- [Entries taken from a collection]
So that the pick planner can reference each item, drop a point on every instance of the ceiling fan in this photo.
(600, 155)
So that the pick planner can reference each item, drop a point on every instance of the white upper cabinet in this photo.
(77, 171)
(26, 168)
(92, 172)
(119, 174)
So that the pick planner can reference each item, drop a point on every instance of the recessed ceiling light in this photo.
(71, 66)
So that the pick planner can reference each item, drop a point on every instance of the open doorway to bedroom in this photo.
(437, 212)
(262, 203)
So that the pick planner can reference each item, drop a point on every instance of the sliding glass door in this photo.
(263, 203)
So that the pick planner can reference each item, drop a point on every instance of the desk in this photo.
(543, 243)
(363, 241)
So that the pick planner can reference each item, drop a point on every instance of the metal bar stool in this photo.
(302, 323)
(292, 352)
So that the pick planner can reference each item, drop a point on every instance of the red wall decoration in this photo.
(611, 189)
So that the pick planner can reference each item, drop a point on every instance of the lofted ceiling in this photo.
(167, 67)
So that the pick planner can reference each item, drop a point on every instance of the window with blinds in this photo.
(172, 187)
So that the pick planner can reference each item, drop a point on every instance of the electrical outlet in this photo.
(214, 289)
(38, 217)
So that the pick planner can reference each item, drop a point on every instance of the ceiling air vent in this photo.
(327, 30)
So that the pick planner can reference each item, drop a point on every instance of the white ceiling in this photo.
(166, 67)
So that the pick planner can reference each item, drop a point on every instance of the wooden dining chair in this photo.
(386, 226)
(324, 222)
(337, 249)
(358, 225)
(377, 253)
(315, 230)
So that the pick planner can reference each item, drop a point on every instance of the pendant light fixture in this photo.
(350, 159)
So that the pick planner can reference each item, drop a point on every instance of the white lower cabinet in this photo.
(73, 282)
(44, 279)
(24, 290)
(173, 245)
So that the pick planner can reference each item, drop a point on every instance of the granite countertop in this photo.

- [The problem] Rewrite the material from the line containing "white ceiling in this photo." through the end of the material, both ends included. Swap "pick planner" for "grasp planner" and change nothing else.

- [Final result]
So that the grasp planner can reference each item, drop a point on every instance of the white ceiling in this photo.
(166, 67)
So that the grasp planner can reference each item, drop a point on every instance of the wooden dining chair in this photo.
(386, 226)
(324, 222)
(337, 249)
(358, 225)
(377, 253)
(315, 230)
So that the grasp planner can reference each item, drop a point on every instance of the pendant light fixture in this photo.
(350, 159)
So that the grasp planner can reference each item, drop a point on every instance of the white lower cabinet in this photo.
(73, 282)
(44, 279)
(24, 290)
(173, 245)
So that the grasp planner can reference each item, drop a point on every instance of the granite countertop in this photo.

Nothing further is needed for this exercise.